> **Objectives**:
(1) Translate into Spanish this sentence from the Moonlight Road post: "Last week’s review and this review are so different that I had to share."
(2) Summarize the Moonlight Road post in two sentences.

Tag: Throwback Thursday

Throwback Thursday Review: Moonlight Road by Robyn Carr

Posted June 14, 2018 by Casee in Reviews | 4 Comments

Throwback Thursday Review: Moonlight Road by Robyn CarrReviewer: Casee
Moonlight Road by Robyn Carr
Series: Virgin River #10
Also in this series: Virgin River, Whispering Rock, Virgin River, A Virgin River Christmas, Second Chance Pass, Second Chance Pass, Second Chance Pass, Temptation Ridge, Paradise Valley, Forbidden Falls, Forbidden Falls, Angel's Peak, Forbidden Falls, Promise Canyon, Wild Man Creek, Promise Canyon, Harvest Moon, Bring Me Home for Christmas, Redwood Bend, Sunrise Point, Shelter Mountain, Moonlight Road
Published by MIRA
Publication Date: March 2, 2010
Point-of-View: Third Person
Genres: Contemporary Romance
Pages: 409
Amazon | Barnes & Noble | The Ripped Bodice | Google Play Books
Goodreads
three-stars

WITH HER BELOVED YOUNGER SIBLINGS SETTLED AND HAPPY, ERIN FOLEY HAS EMPTY NEST SYNDROME. AT AGE THIRTY-FIVE.

So she's hitting the pause button on her life and holing up in a secluded (but totally upgraded --- she's not into roughing it!) cabin near Virgin River. Erin is planning on getting to know herself ... not the shaggy-haired mountain man she meets.

In fact, beneath his faded fatigues and bushy beard, Aiden Riordan is a doctor, recharging for a summer after leaving the navy. He's intrigued by the pretty, slightly snooty refugee from the rat race --- her meditating and journaling are definitely keeping him at arm's length. He'd love to get closer ... if his scruffy exterior and crazy ex-wife don't hold him back.

But maybe it's something in the water --- unlikely romances seem to take root in Virgin River ... helped along by some well-intentioned meddling, of course.

Reading last week’s Throwback review got me all nostalgic. I started reading all the old Virgin River reviews when I came across my review of Moonlight Road. Last week’s review and this review are so different that I had to share. For real though, what happened to this series?

This review was originally posted on March 16, 2010.

> **Data rows**:
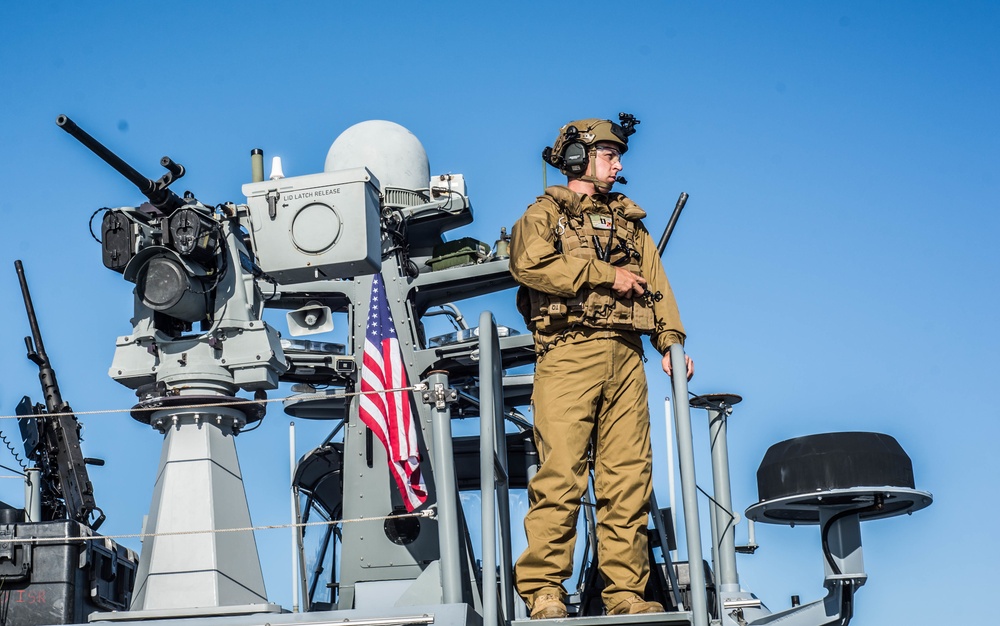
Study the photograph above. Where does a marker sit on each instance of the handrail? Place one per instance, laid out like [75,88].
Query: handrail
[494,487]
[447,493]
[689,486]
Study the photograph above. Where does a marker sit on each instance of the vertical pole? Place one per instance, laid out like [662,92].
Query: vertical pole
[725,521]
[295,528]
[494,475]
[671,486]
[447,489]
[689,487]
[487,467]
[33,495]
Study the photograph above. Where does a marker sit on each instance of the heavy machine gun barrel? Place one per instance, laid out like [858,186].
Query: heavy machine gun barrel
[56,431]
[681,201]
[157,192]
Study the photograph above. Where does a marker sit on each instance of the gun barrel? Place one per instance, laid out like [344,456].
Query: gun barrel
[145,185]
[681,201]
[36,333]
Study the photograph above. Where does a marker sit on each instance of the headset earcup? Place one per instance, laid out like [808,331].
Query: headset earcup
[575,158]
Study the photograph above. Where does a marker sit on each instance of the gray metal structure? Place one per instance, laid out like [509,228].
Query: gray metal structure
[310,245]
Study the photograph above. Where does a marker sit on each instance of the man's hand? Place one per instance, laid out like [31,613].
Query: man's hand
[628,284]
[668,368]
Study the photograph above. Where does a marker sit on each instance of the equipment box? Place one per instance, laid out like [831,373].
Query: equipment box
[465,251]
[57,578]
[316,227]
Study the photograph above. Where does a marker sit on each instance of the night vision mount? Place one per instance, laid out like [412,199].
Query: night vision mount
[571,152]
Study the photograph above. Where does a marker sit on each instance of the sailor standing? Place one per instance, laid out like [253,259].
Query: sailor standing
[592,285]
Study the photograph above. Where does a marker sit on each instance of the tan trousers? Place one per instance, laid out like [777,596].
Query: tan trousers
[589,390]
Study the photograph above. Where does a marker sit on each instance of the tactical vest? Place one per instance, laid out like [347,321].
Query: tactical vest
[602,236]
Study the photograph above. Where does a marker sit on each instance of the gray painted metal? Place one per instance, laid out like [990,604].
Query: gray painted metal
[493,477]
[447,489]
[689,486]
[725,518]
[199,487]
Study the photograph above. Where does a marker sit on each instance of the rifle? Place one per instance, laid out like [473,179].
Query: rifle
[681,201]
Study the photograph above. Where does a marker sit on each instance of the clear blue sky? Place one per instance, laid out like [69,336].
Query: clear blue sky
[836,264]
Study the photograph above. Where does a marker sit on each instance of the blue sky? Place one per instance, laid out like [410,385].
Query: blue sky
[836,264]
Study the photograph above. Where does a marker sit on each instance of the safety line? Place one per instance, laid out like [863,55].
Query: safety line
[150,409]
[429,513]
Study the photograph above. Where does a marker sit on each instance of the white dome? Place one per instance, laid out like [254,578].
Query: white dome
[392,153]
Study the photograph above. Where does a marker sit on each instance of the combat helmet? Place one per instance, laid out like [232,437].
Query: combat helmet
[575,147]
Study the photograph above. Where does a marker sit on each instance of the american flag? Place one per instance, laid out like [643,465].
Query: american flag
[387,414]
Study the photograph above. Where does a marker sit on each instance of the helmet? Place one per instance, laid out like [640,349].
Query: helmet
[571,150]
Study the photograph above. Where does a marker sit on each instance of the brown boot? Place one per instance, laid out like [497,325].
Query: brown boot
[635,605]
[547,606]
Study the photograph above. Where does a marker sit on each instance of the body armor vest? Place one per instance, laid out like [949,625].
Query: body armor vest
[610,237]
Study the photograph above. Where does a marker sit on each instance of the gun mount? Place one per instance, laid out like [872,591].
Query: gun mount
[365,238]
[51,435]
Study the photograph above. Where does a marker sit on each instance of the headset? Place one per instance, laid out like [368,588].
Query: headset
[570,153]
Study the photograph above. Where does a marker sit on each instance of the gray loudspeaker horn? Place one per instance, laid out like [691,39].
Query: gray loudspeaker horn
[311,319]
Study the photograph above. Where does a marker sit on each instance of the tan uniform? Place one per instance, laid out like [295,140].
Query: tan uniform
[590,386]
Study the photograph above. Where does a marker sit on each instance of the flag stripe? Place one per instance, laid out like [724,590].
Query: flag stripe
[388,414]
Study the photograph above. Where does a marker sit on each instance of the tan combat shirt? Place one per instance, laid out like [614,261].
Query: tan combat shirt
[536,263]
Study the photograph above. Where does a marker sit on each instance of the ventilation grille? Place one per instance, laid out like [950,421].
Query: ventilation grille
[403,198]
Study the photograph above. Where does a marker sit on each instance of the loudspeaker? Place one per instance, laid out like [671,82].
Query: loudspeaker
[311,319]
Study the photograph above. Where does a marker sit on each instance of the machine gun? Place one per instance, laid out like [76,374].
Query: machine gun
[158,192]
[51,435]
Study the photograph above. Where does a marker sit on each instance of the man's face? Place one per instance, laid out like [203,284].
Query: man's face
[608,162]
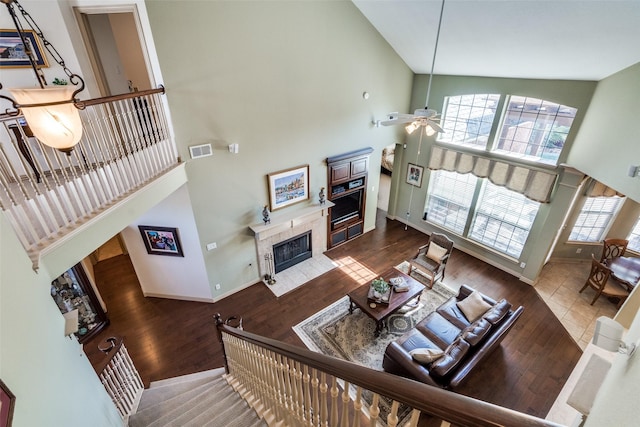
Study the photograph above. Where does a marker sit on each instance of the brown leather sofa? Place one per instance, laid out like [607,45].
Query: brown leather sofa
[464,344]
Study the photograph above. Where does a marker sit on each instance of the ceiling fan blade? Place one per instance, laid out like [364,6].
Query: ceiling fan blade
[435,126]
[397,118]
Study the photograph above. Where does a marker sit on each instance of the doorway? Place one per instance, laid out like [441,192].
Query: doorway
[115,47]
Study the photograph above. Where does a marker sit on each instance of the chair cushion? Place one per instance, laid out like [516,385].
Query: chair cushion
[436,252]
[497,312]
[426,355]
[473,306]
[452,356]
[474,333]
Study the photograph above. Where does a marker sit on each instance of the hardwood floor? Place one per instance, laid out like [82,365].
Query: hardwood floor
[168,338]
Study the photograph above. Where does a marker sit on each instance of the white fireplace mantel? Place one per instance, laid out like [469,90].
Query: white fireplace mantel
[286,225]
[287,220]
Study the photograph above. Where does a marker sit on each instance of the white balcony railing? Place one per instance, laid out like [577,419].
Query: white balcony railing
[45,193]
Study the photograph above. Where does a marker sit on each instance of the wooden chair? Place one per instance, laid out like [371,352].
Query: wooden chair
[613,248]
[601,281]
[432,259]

==

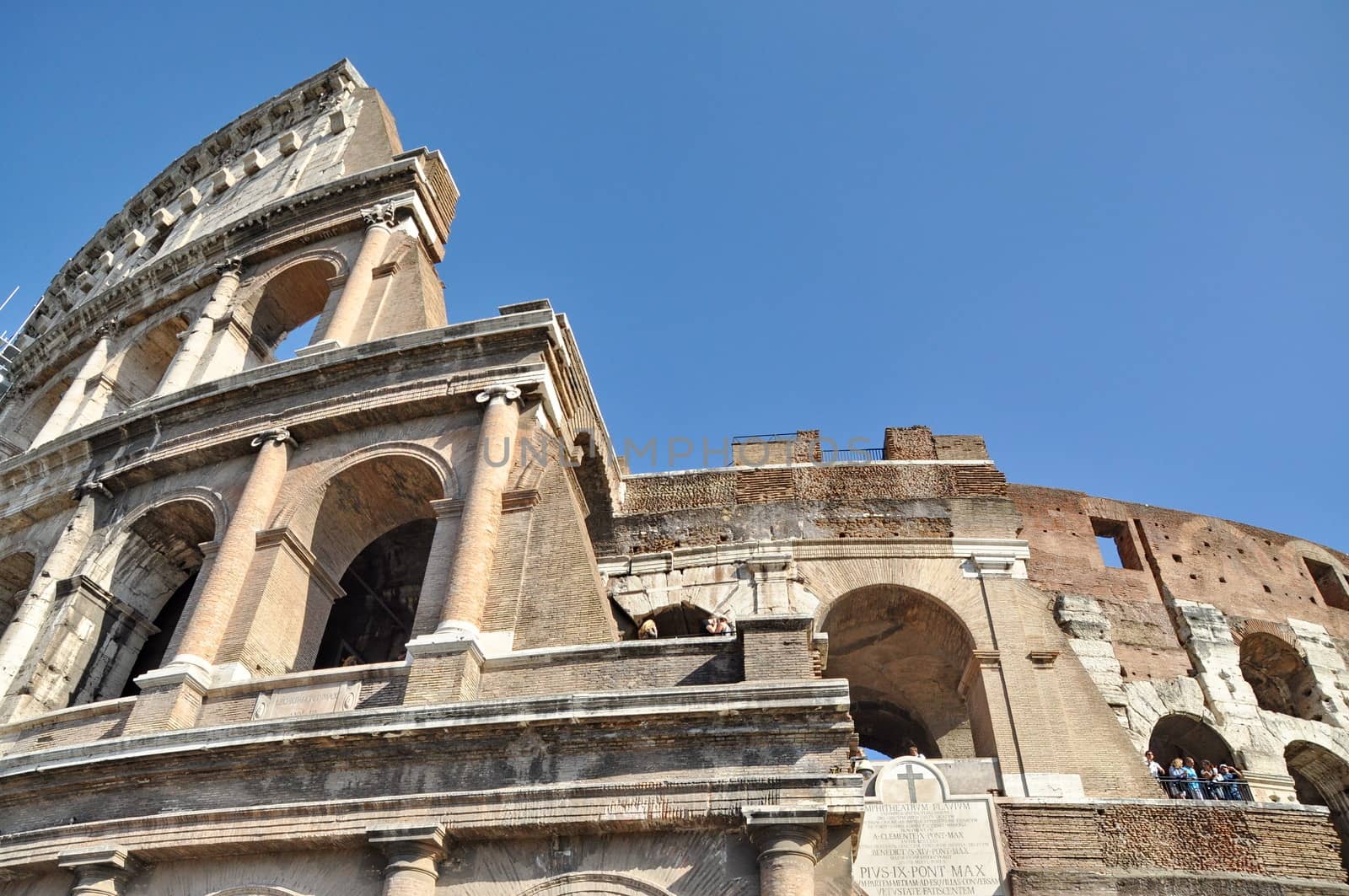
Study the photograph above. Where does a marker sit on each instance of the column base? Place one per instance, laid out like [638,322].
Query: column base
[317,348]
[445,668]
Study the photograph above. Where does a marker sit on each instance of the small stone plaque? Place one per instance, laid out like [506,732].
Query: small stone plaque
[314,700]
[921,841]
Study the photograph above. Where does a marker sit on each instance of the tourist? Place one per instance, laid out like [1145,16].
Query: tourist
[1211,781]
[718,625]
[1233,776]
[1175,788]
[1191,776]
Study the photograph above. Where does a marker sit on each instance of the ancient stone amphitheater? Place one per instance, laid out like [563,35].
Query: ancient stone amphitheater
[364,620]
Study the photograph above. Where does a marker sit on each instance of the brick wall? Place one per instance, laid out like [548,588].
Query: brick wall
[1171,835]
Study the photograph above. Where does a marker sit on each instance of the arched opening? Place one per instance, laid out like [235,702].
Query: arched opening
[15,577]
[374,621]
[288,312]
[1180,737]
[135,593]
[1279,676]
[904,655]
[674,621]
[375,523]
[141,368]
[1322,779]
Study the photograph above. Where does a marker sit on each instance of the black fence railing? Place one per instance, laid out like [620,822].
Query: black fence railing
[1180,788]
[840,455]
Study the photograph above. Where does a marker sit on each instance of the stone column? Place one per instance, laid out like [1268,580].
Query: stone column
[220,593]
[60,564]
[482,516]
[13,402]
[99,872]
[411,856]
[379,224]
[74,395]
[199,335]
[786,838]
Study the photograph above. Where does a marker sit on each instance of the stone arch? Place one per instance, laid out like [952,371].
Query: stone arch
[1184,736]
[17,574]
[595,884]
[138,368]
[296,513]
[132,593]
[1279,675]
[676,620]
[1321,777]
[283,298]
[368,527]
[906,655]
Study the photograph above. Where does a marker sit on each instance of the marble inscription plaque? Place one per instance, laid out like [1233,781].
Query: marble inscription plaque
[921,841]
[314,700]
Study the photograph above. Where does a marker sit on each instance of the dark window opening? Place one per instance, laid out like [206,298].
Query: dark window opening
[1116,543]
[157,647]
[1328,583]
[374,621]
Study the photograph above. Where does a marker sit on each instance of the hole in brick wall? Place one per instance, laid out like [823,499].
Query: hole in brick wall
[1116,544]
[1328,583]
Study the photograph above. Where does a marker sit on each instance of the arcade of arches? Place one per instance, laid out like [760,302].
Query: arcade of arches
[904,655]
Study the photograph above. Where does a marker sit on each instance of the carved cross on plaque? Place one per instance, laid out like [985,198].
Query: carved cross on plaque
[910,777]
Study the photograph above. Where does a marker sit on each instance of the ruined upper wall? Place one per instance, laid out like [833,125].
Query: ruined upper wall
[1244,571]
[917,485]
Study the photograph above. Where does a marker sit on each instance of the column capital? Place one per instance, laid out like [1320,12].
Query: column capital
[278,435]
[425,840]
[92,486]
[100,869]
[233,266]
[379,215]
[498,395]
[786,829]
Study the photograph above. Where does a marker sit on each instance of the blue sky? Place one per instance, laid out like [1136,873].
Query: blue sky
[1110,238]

* * *

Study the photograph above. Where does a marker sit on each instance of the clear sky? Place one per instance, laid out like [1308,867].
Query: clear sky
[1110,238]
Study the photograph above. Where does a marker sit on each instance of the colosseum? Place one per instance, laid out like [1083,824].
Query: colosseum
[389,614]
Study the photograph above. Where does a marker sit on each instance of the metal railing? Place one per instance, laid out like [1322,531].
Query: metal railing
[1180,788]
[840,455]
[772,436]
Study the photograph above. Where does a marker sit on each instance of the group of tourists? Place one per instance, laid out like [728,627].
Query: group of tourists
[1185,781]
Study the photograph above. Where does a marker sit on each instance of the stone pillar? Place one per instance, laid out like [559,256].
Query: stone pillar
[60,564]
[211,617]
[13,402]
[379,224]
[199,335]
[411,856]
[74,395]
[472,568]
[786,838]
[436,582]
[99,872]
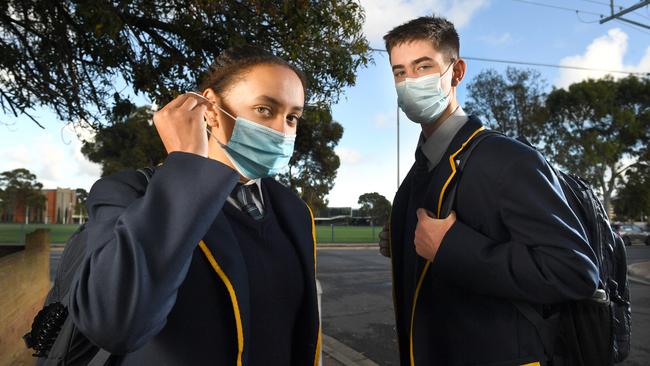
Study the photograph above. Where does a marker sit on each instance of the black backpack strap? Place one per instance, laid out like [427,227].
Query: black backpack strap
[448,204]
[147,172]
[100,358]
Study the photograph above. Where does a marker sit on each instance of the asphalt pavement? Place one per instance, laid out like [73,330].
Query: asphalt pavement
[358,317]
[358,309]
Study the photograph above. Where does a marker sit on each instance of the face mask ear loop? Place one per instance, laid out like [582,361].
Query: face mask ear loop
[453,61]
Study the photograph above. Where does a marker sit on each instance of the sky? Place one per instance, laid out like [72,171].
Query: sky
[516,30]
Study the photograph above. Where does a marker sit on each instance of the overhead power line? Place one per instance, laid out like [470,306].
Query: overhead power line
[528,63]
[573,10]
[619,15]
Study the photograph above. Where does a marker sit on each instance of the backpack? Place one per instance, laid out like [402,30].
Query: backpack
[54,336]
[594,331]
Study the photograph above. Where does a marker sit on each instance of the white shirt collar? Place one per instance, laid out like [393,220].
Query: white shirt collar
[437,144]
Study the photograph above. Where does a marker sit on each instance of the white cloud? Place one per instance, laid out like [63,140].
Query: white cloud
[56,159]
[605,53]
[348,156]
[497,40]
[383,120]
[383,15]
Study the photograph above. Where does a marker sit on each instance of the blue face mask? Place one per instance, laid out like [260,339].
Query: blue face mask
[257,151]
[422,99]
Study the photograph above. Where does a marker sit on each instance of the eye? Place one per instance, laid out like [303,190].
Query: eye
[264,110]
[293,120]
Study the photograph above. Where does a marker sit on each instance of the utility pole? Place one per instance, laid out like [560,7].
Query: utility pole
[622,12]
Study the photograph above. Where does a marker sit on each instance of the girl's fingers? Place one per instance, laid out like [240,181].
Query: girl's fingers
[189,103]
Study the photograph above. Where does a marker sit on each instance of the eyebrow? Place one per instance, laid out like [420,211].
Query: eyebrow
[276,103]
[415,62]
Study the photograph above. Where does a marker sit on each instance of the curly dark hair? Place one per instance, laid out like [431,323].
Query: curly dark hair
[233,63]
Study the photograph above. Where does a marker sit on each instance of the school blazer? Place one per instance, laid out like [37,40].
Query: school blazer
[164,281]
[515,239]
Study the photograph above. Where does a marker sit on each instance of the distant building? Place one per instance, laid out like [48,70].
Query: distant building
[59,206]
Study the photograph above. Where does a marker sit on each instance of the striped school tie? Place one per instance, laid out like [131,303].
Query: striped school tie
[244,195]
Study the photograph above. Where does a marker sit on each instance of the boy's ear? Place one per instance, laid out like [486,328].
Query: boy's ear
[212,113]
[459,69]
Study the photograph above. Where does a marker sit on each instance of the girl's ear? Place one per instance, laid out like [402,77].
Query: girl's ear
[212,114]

> **Task-by-task outputs**:
(1) La reseña de la semana pasada y esta reseña son tan diferentes que tuve que compartirla.

(2) The post reshares Casee's review of Robyn Carr's Moonlight Road, the tenth Virgin River novel, first posted on March 16, 2010, and describes it as so different from the previous week's Throwback review that it had to be shared. According to the book's description, thirty-five-year-old Erin Foley retreats to a secluded cabin near Virgin River, where she meets Aiden Riordan, a doctor recharging for a summer after leaving the navy, who is intrigued by her.